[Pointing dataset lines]
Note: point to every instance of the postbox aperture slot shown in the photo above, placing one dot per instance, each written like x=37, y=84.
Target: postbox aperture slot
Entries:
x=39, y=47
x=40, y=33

## Problem to work on
Please copy the lines above word for word, changing nothing.

## Answer below
Note: point to every instance of the postbox aperture slot shown in the photo above, placing one dot per instance, each written like x=37, y=84.
Target: postbox aperture slot
Entries:
x=39, y=47
x=40, y=33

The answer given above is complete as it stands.